++++ Selected extract

#DiseaseSpread

By Laura Spadanuta

01 March 2013

Print Issue: March 2013

A GROUP OF researchers is looking for a better way to use Twitter to detect the spread of disease by narrowing the field of users they study. It’s the latest in an area that in recent years has attracted several researchers who are trying to leverage the social media network’s ability to provide real-time monitoring.

In one example, Rumi Chunara, Jason R. Andrews, and John Brownstein of Harvard Medical School have assessed the effectiveness of using Twitter to gain epidemic information more quickly than it could be assessed using traditional paths. A look at Twitter updates during the 2010 Haiti cholera outbreak found that the outbreak could be identified from Twitter weeks before it would be publicly acknowledged by health authorities. Brownstein says that means that even in places, like Haiti, with lower levels of technology, it can still be an effective tool.

Henry Kautz, professor and chair of computer science at the University of Rochester, has also conducted research on Twitter monitoring and finds that it can yield a huge amount of important health data at almost no cost. Social media could “provide a very powerful tool that could revolutionize public health information and decision making,” he says.

Kautz is hoping the work will help public health organizations to quickly identify epidemics. He says it can also provide more information on correlations. For example, his work has looked at the connection between users who report feeling sick and also live near pollution.

++++++++
++++ Provided records

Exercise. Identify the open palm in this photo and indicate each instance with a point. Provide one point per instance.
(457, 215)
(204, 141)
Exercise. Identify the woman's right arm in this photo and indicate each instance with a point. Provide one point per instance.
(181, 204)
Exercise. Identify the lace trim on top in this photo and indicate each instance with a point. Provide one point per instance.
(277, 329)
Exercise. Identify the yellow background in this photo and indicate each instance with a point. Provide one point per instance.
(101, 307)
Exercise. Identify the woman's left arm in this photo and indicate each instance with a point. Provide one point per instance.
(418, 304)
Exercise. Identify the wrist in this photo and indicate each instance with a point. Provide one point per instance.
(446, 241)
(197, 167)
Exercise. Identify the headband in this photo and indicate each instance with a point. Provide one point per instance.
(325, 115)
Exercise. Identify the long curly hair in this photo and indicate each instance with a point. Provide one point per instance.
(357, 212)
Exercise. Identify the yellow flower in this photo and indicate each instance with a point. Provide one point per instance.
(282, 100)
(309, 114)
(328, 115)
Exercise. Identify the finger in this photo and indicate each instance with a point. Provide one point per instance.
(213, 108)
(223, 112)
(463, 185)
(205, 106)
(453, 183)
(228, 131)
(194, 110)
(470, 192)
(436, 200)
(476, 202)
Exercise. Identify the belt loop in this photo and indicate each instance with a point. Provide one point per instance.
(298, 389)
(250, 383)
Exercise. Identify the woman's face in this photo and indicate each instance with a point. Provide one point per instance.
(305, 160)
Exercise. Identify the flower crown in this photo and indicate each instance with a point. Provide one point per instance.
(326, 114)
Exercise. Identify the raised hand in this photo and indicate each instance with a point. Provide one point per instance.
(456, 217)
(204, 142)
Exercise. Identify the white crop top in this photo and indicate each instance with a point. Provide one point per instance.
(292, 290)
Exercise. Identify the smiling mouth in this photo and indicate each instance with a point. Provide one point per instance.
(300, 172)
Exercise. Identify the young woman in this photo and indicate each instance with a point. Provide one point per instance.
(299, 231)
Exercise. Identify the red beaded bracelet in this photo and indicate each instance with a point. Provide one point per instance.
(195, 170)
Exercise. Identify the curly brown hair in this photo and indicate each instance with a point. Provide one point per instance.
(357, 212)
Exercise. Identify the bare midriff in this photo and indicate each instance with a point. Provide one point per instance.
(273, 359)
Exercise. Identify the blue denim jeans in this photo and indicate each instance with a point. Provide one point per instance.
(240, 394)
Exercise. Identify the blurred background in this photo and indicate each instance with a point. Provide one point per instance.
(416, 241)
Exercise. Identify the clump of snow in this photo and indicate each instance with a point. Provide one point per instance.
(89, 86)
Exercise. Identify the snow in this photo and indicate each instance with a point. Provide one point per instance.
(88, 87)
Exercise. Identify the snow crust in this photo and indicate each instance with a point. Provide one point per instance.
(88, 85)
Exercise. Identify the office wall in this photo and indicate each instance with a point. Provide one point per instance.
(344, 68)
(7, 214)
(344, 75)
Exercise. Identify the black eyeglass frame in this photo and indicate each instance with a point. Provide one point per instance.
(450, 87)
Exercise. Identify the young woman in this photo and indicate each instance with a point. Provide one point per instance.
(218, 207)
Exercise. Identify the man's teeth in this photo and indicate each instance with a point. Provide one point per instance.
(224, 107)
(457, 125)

++++++++

* Tasks and exercises
1. Retype the Twitter disease-tracking article from "A GROUP OF researchers" up to and including "provide real-time monitoring.".
2. Name every researcher mentioned in the Twitter disease-tracking article.
3. Carry on the article about using Twitter to detect the spread of disease from the point where it stops.
The items have nothing to do with the article on using Twitter to track disease.

* Expected results
1.
A GROUP OF researchers is looking for a better way to use Twitter to detect the spread of disease by narrowing the field of users they study. It’s the latest in an area that in recent years has attracted several researchers who are trying to leverage the social media network’s ability to provide real-time monitoring.

2.
Rumi Chunara
Jason R. Andrews
John Brownstein
Henry Kautz

3.
Brownstein and Chunara work on HealthMap, a Web site that pulls from online sources and real-time surveillance to track disease outbreaks and other public health situations. Twitter is one of the sources of information for HealthMap. “We can produce a picture of the world of public health in a way that’s very different [from] what traditional public health is putting together in that we’re providing an early window into disease outbreaks and also finding things that were not being reported officially,” says Brownstein.

Twitter fits right into that, says Brownstein. Twitter is helpful because users who are self-reporting illnesses often provide geographic location information. The types of information that researchers can glean from Twitter include symptoms that might not be reported to doctors or acknowledged publicly.

However, there is a lot of “noise” on Twitter to sift through. Kautz points out that simply looking for words like “sick” will yield plenty of tweets that have nothing to do with illness. So the right combination of words has to be developed to ensure a high potential of actually finding tweets about emerging illnesses.

A recent approach is an attempt to narrow and refine the Twitter information even further to make sure it is high quality and easier to work with. The work, described in the paper Using Friends as Sensors to Detect Global-Scale Contagious Outbreaks, comes from researchers from American (including Harvard University, University of California, San Diego, and other organizations) and Spanish institutions.

In what the researchers call the “sensor hypothesis,” the key is to choose a group of highly connected Twitter followers as the group to watch in comparison with randomly selected users.

Highly connected tweeters were chosen by getting the random control group first, and then selecting friends of those users. According to the paper: “This procedure generates a sensor group with higher centrality than the control group because of the ‘friendship paradox’: high-degree individuals are more likely to be connected to a randomly chosen person than low-degree individuals. In other words, ‘your friends have more friends than you do.’”

The study finds that using a sensor group is more effective than studying large random sets of users. For example, the sensor groups provided earlier warning of the usage of certain hashtags, which is a way to mark topics in a tweet.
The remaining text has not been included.